### GIVEN ENTRIES

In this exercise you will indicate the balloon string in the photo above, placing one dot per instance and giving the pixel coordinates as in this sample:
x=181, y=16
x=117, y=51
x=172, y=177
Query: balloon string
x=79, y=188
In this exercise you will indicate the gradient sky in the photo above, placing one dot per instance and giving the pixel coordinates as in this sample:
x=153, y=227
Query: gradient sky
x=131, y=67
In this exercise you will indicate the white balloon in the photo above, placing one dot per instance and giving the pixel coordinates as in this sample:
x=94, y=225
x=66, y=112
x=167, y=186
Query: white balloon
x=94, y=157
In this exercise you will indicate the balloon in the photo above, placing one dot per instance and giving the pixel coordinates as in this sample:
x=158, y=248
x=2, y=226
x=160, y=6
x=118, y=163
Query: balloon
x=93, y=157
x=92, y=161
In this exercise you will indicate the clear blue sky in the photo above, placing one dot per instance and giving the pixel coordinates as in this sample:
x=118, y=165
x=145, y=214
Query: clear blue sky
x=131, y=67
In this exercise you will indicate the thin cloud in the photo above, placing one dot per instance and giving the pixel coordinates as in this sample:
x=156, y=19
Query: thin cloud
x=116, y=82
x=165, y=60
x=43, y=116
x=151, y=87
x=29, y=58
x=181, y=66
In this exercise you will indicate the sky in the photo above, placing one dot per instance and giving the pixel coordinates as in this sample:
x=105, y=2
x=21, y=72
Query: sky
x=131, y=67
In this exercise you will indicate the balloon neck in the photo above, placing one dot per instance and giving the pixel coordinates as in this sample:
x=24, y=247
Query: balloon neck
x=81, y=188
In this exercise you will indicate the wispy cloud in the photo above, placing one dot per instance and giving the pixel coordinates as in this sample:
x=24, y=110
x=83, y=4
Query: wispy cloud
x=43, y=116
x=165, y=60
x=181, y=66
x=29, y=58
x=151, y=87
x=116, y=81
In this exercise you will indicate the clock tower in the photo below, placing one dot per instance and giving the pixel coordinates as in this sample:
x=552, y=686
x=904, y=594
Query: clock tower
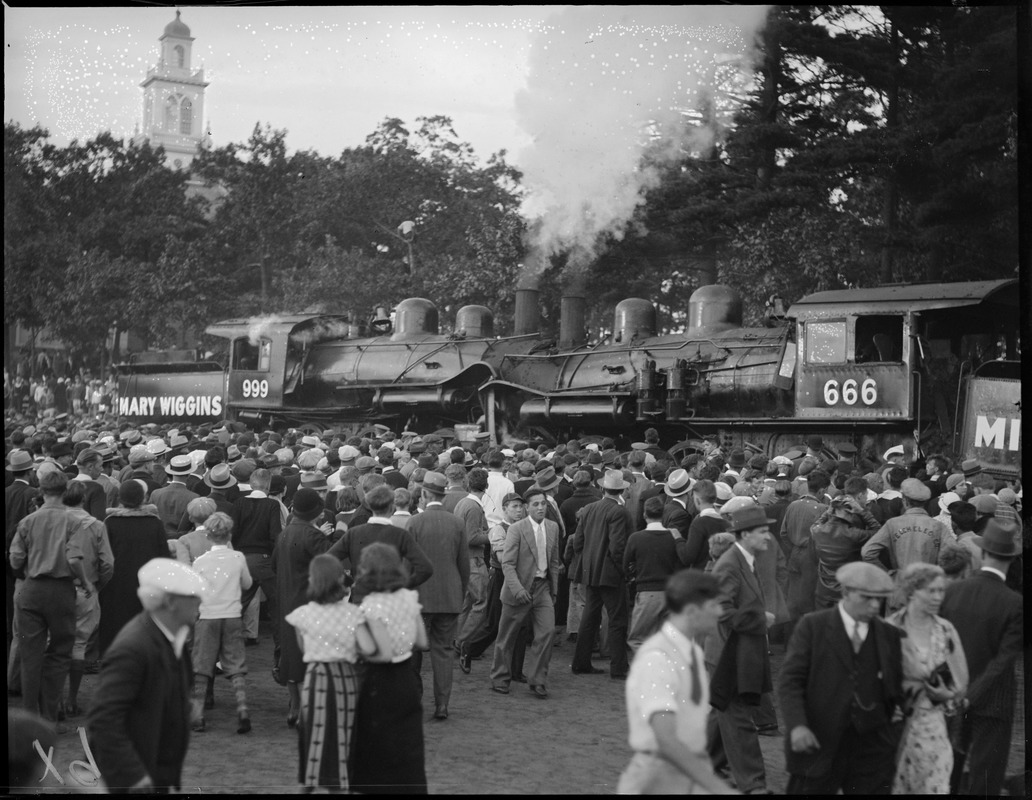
x=173, y=99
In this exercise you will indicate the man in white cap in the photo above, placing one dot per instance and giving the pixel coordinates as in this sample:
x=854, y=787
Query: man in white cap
x=139, y=723
x=841, y=679
x=911, y=537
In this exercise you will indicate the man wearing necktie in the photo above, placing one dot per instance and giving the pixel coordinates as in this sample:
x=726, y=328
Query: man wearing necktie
x=838, y=688
x=739, y=650
x=668, y=695
x=139, y=722
x=530, y=569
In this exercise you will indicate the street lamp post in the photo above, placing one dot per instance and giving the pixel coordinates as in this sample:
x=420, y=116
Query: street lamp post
x=407, y=232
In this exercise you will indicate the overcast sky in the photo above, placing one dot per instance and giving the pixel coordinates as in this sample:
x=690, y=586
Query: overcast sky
x=327, y=75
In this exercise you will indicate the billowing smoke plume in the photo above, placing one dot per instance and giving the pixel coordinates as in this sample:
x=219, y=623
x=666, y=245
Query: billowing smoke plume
x=605, y=84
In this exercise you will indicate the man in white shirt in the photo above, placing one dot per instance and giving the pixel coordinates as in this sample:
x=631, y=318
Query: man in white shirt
x=668, y=696
x=497, y=486
x=530, y=568
x=219, y=631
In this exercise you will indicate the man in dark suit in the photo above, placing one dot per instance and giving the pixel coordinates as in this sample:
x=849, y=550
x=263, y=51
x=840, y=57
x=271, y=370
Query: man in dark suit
x=442, y=536
x=139, y=721
x=839, y=684
x=601, y=537
x=530, y=568
x=20, y=500
x=742, y=673
x=173, y=498
x=349, y=547
x=988, y=617
x=584, y=494
x=675, y=512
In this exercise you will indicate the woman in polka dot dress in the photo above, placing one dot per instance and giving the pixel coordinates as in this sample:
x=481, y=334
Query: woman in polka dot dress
x=326, y=634
x=388, y=753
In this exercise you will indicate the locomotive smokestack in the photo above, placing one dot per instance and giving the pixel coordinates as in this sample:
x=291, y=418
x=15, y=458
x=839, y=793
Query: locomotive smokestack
x=572, y=315
x=527, y=316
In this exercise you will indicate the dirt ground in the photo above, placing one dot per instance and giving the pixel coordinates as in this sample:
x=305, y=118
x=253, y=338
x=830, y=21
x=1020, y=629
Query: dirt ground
x=574, y=742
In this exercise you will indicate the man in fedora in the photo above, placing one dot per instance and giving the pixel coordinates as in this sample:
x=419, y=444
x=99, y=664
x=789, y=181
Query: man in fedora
x=841, y=679
x=676, y=513
x=989, y=618
x=219, y=480
x=742, y=671
x=601, y=538
x=442, y=536
x=20, y=501
x=530, y=568
x=652, y=555
x=139, y=722
x=911, y=537
x=173, y=498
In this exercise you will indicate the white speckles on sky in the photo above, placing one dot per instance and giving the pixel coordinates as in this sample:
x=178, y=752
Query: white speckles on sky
x=327, y=75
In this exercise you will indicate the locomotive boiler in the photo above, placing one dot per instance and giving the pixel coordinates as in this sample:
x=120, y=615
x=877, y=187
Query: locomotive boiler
x=321, y=371
x=934, y=364
x=870, y=366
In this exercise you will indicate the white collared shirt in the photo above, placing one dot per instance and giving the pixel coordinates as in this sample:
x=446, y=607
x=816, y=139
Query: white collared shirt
x=849, y=624
x=994, y=571
x=660, y=679
x=749, y=557
x=541, y=543
x=178, y=640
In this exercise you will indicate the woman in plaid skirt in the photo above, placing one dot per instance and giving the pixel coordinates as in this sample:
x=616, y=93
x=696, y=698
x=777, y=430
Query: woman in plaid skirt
x=326, y=633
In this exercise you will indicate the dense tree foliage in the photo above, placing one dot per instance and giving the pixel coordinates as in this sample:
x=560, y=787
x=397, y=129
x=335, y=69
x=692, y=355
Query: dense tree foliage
x=875, y=145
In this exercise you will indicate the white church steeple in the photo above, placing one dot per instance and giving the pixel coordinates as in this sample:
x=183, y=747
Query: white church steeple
x=173, y=98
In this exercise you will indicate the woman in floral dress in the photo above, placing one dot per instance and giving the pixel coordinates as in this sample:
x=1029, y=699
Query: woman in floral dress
x=388, y=753
x=326, y=633
x=935, y=678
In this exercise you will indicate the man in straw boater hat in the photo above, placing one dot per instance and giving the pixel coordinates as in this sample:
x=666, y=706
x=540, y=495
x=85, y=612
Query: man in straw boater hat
x=989, y=619
x=139, y=723
x=173, y=498
x=742, y=673
x=601, y=537
x=841, y=679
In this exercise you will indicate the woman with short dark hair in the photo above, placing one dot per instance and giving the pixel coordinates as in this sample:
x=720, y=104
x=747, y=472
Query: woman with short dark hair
x=326, y=637
x=388, y=752
x=136, y=535
x=935, y=677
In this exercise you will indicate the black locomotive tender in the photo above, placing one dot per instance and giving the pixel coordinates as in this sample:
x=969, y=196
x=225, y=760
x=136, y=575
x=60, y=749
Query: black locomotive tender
x=867, y=365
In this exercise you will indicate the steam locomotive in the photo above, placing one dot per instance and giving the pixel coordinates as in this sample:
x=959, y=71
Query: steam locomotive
x=936, y=364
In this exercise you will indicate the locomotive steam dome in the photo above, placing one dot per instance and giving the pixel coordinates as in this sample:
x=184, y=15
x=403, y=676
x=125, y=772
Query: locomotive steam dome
x=415, y=316
x=635, y=318
x=714, y=308
x=475, y=321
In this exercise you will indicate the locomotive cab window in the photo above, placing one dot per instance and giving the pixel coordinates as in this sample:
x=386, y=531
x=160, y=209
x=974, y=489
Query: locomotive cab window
x=826, y=342
x=252, y=357
x=879, y=338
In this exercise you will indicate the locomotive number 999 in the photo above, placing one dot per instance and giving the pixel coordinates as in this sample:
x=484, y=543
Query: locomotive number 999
x=255, y=388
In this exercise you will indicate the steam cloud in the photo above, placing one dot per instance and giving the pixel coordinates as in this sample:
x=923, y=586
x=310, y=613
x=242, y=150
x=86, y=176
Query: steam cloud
x=607, y=83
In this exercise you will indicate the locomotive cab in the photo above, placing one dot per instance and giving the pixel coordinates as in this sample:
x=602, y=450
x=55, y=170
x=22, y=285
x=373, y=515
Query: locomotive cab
x=266, y=357
x=891, y=356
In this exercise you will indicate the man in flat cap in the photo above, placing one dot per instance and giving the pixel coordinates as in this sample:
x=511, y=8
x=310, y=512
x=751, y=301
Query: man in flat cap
x=988, y=616
x=839, y=684
x=742, y=671
x=139, y=723
x=911, y=537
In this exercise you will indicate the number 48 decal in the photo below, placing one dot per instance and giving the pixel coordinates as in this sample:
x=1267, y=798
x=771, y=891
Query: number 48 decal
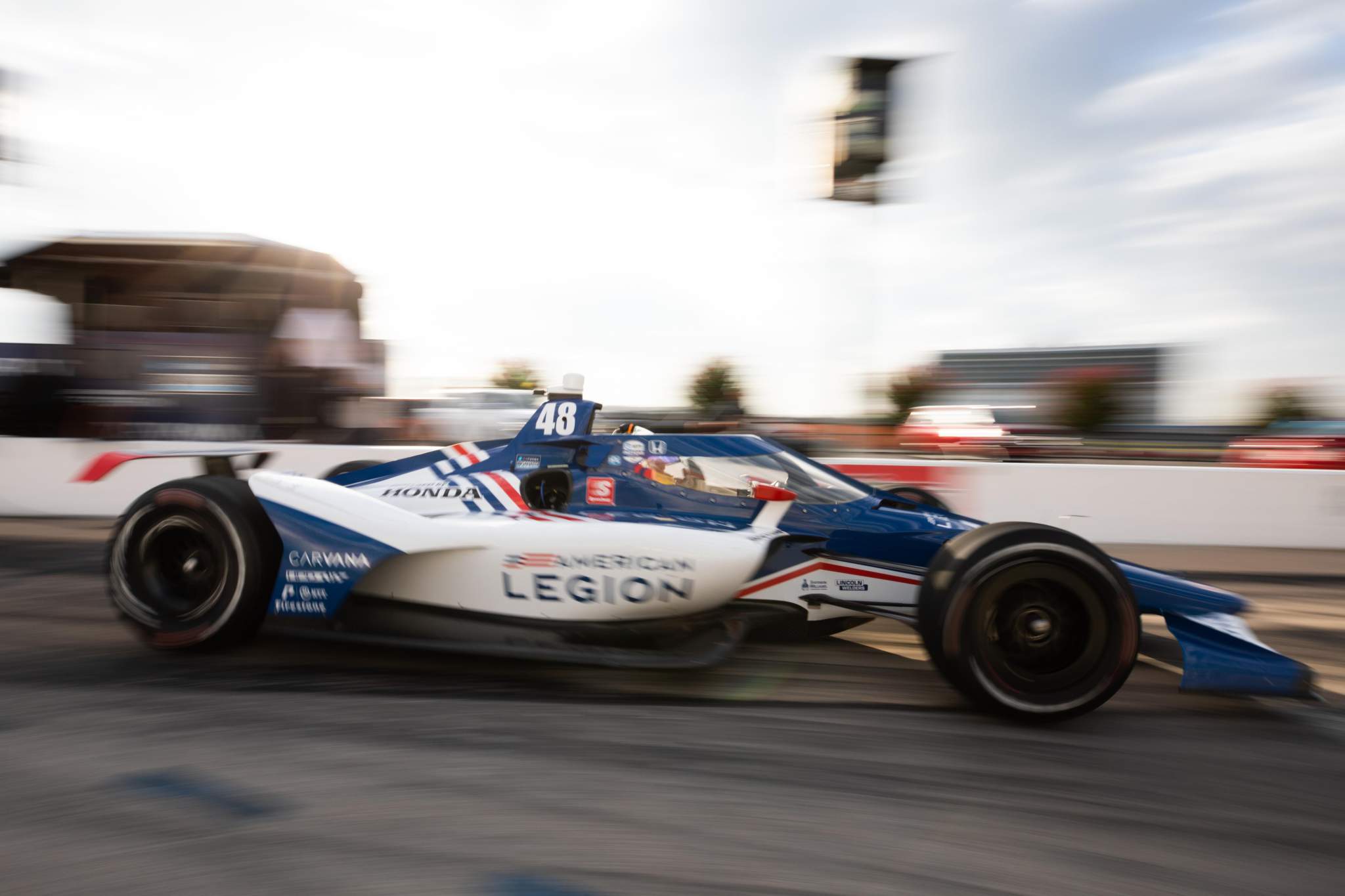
x=557, y=417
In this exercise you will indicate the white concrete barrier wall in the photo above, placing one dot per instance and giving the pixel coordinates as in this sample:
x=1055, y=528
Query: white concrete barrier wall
x=37, y=475
x=1101, y=501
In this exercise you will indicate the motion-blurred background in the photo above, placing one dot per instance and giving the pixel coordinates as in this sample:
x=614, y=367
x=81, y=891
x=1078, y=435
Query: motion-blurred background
x=1009, y=232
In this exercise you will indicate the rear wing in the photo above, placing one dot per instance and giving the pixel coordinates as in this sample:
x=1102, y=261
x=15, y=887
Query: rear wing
x=214, y=461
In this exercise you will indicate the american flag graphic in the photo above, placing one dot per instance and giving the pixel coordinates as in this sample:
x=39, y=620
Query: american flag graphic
x=525, y=561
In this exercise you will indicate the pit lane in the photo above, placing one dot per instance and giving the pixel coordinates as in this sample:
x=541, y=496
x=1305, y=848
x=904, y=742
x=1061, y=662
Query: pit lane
x=837, y=767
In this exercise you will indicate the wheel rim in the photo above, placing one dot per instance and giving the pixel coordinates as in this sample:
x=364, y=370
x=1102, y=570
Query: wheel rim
x=179, y=565
x=1042, y=636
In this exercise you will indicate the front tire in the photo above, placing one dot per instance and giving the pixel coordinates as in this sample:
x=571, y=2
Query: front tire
x=1029, y=621
x=191, y=565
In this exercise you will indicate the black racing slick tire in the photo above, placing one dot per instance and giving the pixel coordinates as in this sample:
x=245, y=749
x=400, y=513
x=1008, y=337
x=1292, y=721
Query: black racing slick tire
x=349, y=467
x=191, y=565
x=1029, y=621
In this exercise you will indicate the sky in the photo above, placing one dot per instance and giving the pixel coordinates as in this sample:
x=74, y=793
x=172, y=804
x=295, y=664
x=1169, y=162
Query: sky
x=628, y=190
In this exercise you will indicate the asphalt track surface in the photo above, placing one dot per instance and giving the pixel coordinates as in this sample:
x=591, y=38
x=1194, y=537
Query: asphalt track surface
x=835, y=767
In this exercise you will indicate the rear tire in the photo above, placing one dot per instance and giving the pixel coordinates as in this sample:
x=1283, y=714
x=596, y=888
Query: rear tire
x=191, y=565
x=1029, y=621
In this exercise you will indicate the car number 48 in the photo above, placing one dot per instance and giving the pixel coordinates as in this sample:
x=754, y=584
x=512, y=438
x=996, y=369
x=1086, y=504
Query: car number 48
x=558, y=418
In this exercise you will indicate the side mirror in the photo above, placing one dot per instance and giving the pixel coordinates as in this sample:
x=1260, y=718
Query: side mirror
x=763, y=492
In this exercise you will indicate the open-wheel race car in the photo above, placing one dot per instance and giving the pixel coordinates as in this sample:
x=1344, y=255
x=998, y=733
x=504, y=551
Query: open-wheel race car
x=655, y=551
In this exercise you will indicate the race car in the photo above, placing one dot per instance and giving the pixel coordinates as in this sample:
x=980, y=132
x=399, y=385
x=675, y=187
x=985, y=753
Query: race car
x=649, y=550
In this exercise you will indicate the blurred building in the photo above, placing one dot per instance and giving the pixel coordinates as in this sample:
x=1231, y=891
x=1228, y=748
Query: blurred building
x=183, y=335
x=862, y=131
x=1033, y=377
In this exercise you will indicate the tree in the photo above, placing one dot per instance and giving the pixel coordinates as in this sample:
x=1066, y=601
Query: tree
x=1090, y=398
x=1285, y=403
x=911, y=389
x=516, y=373
x=716, y=390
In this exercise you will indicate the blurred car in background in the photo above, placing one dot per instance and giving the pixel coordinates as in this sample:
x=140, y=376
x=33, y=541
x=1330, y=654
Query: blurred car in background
x=468, y=416
x=1294, y=445
x=981, y=431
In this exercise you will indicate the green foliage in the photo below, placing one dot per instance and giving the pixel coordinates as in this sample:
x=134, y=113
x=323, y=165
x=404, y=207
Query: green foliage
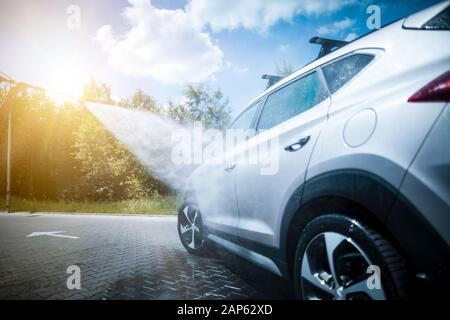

### PROBLEM DETAILS
Update the data from the line containing "In this exercise you will indicate the tree" through the end of the data, replacing "blurred car" with "distant car" and leaving everything else unchanged. Leave the pictures out of the output.

### COMPLETE OUTPUT
In this exercise you will indicate the tree in the photo above, placing one dot per instance and giving the pixel coordinates as in this sample:
x=1066, y=601
Query: tree
x=1090, y=398
x=1285, y=403
x=911, y=389
x=516, y=373
x=716, y=390
In this exercise you will indicate the distant car in background in the photo above, placing one dot per instance and giving the pixel coordinates as in this sample:
x=140, y=376
x=33, y=541
x=1330, y=654
Query: distant car in background
x=468, y=416
x=1294, y=445
x=981, y=431
In this exercise you will indicate the green foliage in the photo below, placing one dot per instance and giving the pixel coordinates as in this sample:
x=134, y=113
x=323, y=165
x=404, y=207
Query: green foliage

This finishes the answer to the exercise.